BEGIN
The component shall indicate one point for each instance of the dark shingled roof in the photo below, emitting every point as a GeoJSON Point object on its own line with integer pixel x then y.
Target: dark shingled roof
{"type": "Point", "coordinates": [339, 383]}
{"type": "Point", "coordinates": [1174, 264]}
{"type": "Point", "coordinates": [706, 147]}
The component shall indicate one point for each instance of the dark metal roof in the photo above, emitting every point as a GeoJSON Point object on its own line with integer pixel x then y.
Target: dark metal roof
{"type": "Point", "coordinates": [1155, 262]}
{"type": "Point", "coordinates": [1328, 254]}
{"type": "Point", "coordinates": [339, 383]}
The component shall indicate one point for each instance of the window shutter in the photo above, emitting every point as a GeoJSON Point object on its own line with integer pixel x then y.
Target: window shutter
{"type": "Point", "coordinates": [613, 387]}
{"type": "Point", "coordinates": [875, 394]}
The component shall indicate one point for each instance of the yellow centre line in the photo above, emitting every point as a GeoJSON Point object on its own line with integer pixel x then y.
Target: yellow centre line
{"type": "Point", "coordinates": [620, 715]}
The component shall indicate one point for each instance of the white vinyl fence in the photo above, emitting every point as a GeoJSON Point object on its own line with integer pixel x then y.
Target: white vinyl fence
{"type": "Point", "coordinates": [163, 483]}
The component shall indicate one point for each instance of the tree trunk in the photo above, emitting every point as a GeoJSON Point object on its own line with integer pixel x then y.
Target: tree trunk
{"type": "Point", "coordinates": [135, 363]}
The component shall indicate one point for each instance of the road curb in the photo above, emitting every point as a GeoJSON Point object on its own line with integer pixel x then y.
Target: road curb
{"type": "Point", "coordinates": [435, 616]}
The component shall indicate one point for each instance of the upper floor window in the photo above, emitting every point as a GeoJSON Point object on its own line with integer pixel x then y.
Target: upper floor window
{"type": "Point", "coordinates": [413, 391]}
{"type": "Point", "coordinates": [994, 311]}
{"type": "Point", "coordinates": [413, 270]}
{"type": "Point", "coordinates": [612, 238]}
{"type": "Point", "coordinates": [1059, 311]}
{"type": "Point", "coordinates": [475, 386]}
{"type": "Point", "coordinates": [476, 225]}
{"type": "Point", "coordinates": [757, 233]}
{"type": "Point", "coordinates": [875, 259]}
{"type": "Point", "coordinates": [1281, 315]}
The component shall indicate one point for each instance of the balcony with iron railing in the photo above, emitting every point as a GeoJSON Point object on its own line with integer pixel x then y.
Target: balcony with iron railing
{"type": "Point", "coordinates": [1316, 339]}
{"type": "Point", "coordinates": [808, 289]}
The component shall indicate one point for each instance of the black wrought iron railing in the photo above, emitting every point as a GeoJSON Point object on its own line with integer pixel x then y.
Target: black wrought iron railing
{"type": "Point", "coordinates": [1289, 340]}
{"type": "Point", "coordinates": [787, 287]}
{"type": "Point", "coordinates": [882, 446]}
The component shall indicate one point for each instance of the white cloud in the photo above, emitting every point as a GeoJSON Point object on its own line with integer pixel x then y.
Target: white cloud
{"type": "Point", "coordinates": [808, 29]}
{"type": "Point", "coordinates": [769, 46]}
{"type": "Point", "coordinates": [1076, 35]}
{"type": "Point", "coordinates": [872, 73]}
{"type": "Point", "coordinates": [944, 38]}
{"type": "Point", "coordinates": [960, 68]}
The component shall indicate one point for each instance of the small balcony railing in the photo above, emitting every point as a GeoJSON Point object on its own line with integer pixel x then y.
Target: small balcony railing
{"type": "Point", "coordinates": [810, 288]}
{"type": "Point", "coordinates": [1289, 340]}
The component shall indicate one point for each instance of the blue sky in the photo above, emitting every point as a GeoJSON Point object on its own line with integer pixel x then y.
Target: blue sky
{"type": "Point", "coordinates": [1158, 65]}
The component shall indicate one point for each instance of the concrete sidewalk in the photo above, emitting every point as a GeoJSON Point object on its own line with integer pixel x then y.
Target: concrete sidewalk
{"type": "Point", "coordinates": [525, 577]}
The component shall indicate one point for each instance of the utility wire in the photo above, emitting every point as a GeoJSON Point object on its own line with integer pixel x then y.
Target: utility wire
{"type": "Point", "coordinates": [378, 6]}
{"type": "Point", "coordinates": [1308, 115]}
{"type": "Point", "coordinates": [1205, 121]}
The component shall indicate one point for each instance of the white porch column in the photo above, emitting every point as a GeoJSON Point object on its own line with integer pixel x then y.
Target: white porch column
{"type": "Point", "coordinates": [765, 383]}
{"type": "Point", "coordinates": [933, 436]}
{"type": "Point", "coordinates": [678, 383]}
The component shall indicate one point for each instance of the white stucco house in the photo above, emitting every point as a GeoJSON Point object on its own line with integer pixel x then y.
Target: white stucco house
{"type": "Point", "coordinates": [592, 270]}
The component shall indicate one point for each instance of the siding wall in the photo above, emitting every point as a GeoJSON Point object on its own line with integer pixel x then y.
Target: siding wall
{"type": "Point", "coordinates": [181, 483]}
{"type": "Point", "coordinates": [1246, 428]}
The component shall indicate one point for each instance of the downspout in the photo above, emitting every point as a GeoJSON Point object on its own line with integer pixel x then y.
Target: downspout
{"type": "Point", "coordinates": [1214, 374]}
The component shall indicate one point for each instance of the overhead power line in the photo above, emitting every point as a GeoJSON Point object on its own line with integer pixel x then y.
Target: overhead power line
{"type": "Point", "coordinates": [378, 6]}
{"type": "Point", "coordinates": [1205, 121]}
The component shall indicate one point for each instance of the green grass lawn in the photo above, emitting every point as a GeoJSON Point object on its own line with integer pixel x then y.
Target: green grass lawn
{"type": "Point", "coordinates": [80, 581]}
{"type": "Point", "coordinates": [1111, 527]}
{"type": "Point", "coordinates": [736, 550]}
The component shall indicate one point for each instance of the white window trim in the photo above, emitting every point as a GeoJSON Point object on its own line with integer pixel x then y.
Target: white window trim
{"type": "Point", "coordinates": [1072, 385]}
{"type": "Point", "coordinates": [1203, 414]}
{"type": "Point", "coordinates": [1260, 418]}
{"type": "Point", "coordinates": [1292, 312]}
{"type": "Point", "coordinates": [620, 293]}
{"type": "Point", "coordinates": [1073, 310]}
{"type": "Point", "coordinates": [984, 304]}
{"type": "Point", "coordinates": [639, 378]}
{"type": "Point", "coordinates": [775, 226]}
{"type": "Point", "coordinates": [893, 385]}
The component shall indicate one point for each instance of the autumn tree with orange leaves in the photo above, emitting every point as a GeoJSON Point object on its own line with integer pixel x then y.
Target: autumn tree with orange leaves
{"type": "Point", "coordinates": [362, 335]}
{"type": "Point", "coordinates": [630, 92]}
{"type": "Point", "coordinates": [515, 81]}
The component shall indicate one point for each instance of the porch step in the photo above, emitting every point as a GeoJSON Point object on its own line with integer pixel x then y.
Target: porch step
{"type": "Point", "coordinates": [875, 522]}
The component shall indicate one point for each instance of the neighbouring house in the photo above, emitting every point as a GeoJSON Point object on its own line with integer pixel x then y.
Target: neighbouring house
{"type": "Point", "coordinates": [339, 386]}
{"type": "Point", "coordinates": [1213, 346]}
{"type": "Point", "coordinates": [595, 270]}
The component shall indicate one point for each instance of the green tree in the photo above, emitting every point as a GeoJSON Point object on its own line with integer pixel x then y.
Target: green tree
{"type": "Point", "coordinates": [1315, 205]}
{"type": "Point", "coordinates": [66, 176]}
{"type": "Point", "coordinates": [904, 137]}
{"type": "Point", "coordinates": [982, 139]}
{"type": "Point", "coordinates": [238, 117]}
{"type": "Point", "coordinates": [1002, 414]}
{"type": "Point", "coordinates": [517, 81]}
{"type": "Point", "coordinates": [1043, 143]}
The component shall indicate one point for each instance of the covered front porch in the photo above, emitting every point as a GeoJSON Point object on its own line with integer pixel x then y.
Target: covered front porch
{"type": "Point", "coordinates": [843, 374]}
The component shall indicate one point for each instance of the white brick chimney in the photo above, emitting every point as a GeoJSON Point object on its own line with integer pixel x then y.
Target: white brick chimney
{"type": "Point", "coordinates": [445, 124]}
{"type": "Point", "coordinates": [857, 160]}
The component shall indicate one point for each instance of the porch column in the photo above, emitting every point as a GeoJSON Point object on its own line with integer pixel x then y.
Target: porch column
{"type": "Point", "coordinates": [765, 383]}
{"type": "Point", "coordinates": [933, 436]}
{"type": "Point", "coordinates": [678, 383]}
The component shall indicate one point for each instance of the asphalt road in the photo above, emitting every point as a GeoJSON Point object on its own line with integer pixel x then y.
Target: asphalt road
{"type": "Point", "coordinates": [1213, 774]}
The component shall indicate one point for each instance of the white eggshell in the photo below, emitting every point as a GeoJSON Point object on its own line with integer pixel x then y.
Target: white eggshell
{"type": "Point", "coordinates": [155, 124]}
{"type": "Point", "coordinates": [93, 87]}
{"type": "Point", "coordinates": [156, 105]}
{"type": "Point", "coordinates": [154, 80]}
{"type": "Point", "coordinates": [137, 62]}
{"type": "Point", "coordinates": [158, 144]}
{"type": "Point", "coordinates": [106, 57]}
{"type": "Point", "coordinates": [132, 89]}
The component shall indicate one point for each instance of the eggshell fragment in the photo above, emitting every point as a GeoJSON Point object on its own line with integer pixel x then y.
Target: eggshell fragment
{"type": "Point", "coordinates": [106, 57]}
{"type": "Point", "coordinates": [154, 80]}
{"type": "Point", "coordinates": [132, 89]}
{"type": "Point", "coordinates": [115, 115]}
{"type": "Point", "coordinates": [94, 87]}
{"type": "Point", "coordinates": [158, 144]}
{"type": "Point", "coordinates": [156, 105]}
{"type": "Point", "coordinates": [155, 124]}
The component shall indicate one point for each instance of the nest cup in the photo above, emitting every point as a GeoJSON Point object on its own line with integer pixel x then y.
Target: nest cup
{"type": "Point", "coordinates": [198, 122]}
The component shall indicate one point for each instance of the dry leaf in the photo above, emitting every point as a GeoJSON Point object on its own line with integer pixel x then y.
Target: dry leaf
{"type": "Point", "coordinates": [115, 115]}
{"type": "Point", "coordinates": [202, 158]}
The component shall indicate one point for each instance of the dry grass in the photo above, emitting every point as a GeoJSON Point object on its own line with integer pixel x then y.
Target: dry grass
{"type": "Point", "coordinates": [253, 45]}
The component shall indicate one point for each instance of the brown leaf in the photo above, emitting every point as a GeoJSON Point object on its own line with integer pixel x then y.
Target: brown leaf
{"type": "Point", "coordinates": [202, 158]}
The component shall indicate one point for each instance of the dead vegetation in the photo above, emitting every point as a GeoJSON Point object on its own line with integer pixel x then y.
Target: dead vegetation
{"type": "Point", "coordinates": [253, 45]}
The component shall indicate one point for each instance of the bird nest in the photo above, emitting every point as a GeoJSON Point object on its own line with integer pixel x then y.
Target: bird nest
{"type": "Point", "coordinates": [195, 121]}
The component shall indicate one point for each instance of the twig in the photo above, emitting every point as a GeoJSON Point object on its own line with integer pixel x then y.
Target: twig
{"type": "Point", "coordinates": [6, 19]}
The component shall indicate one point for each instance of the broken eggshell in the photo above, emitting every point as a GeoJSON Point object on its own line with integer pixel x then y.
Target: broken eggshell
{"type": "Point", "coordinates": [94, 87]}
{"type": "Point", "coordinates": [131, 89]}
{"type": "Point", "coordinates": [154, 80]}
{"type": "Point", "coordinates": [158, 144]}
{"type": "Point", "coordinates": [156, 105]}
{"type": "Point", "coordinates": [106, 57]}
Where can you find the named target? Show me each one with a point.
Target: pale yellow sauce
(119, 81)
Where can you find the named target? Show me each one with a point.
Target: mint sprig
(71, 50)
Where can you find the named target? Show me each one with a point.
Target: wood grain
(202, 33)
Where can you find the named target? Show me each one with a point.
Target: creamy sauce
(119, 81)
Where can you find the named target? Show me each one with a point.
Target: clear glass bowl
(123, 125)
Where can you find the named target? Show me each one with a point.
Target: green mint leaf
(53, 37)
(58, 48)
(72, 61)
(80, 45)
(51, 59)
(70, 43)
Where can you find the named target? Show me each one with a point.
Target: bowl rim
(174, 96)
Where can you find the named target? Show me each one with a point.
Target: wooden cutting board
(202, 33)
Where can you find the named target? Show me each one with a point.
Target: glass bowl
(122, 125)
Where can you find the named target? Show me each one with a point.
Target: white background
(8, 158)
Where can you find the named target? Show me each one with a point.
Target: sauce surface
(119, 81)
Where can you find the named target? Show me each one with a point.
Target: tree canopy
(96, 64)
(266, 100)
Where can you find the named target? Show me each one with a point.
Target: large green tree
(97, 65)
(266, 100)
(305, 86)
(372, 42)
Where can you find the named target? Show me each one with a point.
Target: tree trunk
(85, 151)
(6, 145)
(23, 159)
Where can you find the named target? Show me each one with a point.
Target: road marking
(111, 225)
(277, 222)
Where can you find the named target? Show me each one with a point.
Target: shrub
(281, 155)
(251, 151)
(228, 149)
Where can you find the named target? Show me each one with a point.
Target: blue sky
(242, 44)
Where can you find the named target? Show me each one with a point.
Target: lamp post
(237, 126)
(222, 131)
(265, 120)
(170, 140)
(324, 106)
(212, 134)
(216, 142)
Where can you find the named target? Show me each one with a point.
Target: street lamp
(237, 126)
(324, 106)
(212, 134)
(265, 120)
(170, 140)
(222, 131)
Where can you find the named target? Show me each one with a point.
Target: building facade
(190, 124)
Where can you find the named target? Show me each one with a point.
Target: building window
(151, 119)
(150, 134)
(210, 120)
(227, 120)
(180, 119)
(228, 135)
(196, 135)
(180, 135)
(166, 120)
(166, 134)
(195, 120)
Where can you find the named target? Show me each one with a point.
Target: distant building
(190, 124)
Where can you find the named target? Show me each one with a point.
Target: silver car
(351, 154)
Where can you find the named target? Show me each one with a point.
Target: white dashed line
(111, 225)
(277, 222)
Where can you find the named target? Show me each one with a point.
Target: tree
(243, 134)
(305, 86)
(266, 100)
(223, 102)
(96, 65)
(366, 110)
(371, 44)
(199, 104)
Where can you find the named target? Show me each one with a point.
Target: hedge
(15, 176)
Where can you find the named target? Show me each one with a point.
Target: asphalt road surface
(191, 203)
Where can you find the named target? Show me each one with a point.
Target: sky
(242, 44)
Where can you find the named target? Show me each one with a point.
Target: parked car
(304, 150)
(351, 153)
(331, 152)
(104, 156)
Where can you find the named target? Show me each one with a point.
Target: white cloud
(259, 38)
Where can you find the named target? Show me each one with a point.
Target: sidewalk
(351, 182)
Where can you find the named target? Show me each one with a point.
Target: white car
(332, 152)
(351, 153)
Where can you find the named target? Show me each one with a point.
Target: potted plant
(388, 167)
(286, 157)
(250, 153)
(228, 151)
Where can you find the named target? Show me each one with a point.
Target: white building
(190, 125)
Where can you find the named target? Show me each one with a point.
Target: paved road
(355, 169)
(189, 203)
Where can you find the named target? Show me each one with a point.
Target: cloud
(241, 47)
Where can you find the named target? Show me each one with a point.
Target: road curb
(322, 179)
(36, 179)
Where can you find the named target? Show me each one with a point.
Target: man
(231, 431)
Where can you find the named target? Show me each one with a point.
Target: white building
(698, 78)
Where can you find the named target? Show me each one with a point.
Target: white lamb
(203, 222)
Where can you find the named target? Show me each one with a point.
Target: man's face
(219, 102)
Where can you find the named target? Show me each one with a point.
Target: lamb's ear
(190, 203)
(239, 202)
END
Using the records above, copy word for word the line with "of the black", the line with "the white porch", and every line between them.

RESPONSE TO THIS EXERCISE:
The component shall indicate one point for each instance of the black wrought iron railing in the photo above, emitting every point as a GeoJSON Point object on its own line with integer pixel x then y.
Target: black wrought iron railing
{"type": "Point", "coordinates": [1289, 340]}
{"type": "Point", "coordinates": [787, 287]}
{"type": "Point", "coordinates": [882, 446]}
The component shall indicate one point for each instance of the white cloud in the photo above, emitting every point as a GeoJSON Point object on its own line with integer pixel x then y.
Target: white cloud
{"type": "Point", "coordinates": [808, 29]}
{"type": "Point", "coordinates": [769, 46]}
{"type": "Point", "coordinates": [1076, 35]}
{"type": "Point", "coordinates": [872, 73]}
{"type": "Point", "coordinates": [944, 38]}
{"type": "Point", "coordinates": [960, 68]}
The component shall indicate one point for each instance of the small balcony railing in the photo above, emitting every point as a GeoJSON Point object on its own line with integer pixel x then y.
Target: small balcony railing
{"type": "Point", "coordinates": [810, 288]}
{"type": "Point", "coordinates": [1289, 340]}
The component shall indicate one point for each instance of the blue sky in the photo above, emitting every point as a GeoJSON Point object on its own line with integer pixel x then y.
Target: blue sky
{"type": "Point", "coordinates": [1158, 65]}
The component shall indicate one point for each instance of the concrete sidewalk in the photo above, emitting every point as a GeoJSON Point object on its own line with integer pixel x then y.
Target: concrete sidewalk
{"type": "Point", "coordinates": [525, 577]}
The component shall indicate one point for each instance of the utility wire in the photo above, emitting every point as a GeoJSON Point object on its own line with integer pixel x then y.
Target: utility wire
{"type": "Point", "coordinates": [378, 6]}
{"type": "Point", "coordinates": [1308, 115]}
{"type": "Point", "coordinates": [1205, 121]}
The component shall indicate one point for each instance of the white porch column in the photo above, emitting every point as a GeoJSON Point object on its own line with integer pixel x then y.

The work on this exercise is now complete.